[Entries for pointing and labeling]
================

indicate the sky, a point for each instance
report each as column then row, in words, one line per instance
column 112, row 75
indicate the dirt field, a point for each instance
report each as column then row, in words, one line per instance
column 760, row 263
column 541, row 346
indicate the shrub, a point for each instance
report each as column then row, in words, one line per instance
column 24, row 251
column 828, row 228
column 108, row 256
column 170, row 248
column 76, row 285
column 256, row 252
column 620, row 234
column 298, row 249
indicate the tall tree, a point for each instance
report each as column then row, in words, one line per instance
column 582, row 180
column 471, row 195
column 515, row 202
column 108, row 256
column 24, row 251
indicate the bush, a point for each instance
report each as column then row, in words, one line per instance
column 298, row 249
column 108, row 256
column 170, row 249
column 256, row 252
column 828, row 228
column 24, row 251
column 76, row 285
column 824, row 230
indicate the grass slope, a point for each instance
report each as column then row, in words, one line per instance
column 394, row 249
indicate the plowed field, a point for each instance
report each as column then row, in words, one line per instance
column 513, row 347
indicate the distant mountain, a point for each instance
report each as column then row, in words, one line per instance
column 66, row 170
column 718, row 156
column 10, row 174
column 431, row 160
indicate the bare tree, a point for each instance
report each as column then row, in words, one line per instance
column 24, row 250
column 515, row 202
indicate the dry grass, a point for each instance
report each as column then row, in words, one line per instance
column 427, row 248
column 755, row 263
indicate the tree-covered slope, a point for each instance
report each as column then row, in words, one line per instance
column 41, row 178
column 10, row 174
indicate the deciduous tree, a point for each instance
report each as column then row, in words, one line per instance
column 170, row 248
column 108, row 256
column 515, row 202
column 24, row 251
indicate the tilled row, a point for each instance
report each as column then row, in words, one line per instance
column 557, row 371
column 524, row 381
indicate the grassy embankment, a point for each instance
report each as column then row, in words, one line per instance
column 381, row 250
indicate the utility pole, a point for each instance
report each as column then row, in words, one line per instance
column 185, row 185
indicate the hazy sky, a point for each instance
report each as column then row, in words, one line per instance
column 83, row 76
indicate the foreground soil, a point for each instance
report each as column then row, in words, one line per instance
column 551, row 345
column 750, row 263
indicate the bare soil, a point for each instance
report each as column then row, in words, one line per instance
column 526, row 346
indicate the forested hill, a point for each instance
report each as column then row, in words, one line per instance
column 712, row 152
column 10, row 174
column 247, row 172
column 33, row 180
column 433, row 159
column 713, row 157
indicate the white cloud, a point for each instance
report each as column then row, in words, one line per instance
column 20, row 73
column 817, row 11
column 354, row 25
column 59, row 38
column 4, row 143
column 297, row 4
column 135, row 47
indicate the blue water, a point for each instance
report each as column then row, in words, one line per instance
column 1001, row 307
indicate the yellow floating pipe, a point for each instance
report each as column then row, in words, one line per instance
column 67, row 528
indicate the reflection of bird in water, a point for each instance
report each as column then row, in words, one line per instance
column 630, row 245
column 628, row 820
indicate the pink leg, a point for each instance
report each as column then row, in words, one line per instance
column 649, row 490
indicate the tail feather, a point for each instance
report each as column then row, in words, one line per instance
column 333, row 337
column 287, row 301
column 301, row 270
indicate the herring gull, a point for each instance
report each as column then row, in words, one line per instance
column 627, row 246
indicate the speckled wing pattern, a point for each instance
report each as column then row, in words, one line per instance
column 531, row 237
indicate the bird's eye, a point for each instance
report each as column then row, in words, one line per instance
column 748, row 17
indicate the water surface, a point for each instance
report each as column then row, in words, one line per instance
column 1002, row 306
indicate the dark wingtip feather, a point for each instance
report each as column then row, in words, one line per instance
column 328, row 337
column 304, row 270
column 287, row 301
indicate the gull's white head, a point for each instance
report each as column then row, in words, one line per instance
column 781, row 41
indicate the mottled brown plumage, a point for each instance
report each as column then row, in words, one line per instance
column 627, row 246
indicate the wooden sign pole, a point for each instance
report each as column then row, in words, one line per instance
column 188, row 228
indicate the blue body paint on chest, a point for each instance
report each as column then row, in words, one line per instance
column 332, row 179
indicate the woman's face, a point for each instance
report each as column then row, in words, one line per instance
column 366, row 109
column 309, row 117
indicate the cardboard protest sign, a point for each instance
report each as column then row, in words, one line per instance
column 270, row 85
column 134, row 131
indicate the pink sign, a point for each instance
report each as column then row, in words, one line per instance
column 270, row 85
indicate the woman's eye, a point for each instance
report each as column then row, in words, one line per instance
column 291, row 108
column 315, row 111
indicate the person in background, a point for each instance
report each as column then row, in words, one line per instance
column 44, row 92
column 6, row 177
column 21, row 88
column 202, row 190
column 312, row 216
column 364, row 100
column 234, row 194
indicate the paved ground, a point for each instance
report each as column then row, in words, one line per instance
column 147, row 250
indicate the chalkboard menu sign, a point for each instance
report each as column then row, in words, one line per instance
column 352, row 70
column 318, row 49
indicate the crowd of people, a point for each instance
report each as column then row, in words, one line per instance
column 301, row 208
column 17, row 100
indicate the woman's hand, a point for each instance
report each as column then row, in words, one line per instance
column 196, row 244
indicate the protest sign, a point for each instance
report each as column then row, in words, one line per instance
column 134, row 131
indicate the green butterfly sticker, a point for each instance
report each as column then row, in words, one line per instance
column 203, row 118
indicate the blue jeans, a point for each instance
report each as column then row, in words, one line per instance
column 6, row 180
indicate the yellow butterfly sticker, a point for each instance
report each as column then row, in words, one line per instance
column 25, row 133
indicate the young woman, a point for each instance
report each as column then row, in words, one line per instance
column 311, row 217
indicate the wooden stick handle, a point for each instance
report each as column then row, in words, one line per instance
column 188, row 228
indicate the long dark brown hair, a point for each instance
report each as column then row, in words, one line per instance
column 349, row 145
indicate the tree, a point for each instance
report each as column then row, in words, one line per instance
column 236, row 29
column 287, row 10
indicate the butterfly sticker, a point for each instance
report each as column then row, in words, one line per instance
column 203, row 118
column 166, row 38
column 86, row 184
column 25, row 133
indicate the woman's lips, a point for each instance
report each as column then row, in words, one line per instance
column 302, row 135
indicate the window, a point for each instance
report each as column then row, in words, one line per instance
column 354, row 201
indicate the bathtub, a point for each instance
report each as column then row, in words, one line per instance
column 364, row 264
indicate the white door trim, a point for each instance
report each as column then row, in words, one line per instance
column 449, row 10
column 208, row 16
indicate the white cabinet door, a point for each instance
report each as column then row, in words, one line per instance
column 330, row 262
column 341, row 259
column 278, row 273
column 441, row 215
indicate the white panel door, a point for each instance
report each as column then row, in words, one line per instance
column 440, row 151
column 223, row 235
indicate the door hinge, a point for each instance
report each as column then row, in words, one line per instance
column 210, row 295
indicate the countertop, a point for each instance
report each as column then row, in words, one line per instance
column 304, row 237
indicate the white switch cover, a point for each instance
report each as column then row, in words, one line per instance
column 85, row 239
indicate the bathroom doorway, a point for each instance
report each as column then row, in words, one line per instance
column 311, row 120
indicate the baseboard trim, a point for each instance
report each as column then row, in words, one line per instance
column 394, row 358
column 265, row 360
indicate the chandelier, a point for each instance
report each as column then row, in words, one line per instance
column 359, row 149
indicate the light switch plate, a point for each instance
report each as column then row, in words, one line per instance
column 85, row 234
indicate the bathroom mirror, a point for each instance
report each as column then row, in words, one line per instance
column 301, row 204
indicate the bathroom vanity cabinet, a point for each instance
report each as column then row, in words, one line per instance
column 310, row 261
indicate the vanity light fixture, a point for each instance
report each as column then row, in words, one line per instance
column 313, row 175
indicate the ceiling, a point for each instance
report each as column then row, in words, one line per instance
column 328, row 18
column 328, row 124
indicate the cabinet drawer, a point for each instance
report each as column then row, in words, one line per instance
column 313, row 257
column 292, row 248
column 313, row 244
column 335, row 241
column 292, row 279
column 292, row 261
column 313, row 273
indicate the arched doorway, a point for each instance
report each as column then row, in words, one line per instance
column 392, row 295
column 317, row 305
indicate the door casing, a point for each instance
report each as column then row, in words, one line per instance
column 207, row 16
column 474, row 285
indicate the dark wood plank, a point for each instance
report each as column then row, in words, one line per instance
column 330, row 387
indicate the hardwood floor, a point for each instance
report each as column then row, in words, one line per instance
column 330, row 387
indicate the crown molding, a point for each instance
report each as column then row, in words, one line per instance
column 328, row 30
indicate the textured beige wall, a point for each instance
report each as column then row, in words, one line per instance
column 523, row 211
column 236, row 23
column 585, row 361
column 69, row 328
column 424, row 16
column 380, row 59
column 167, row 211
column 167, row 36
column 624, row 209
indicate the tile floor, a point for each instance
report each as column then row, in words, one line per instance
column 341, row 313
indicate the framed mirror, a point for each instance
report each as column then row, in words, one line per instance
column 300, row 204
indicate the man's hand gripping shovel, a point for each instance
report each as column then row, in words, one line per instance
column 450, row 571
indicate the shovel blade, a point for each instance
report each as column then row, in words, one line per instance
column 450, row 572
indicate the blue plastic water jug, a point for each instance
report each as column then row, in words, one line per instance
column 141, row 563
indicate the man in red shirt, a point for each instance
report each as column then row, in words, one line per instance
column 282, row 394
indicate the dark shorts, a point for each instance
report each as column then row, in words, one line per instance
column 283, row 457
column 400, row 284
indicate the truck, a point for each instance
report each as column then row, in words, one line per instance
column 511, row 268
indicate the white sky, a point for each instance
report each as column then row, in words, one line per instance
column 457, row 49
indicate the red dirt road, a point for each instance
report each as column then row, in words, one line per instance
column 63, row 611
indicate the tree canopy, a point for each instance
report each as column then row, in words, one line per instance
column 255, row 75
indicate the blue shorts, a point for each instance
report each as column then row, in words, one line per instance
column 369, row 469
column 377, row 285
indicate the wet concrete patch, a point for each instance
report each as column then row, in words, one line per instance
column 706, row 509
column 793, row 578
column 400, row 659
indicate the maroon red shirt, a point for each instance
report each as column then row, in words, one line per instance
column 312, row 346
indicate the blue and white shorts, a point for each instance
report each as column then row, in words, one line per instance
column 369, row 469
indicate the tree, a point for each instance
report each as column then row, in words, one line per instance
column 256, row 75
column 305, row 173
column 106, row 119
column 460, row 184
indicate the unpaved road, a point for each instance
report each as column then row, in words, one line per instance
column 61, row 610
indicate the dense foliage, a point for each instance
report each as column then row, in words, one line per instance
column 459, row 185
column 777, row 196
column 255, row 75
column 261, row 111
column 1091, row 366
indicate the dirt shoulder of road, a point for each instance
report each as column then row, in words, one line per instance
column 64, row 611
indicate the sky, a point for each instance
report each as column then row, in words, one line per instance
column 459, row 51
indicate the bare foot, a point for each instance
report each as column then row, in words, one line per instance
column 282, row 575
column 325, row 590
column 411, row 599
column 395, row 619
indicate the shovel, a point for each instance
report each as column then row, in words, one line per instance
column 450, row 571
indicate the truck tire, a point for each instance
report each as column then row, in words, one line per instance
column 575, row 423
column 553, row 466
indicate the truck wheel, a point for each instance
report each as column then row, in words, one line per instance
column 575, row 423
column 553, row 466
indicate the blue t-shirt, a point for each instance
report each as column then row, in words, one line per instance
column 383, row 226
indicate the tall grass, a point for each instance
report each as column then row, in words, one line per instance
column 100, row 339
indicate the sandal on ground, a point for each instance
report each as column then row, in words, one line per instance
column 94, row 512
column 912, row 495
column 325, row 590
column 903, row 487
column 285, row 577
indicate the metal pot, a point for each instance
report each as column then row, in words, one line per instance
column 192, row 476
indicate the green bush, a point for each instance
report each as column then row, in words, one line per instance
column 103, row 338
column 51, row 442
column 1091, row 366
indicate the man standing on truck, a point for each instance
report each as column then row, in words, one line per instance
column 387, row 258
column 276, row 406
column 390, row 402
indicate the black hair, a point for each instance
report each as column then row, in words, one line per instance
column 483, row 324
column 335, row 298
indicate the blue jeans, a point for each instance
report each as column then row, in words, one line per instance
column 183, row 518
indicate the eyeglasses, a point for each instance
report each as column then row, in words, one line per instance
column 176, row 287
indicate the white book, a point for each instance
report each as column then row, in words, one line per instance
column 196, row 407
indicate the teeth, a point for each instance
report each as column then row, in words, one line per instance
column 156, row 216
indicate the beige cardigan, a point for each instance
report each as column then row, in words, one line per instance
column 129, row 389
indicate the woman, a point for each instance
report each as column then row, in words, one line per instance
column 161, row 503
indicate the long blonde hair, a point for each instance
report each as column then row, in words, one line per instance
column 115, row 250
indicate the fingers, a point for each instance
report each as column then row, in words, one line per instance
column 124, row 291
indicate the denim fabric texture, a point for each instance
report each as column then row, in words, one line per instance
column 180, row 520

================

— Written problem —
Can you reproduce, word for word, everything in the entries from the line containing "indicate the blue plastic" down to the line containing "column 377, row 285", with both of those lines included?

— Problem solution —
indicate the blue plastic water jug, a point for each instance
report each as column then row, in words, one line per instance
column 141, row 563
indicate the man in red shirt, a point for each instance
report each as column then row, in words, one line per instance
column 282, row 394
indicate the dark shorts, a point for each instance
report each as column then row, in words, one line per instance
column 283, row 457
column 400, row 284
indicate the truck, a point for each instance
report each as column then row, in words, one line per instance
column 511, row 268
indicate the white sky, a point for each instance
report each as column then row, in words, one line per instance
column 457, row 49
indicate the red dirt road, a point for each instance
report each as column then row, in words, one line per instance
column 63, row 611
indicate the tree canopy, a point for each instance
report each as column then row, in words, one line per instance
column 255, row 75
indicate the blue shorts, a point for each instance
report each as column then row, in words, one line per instance
column 369, row 469
column 377, row 285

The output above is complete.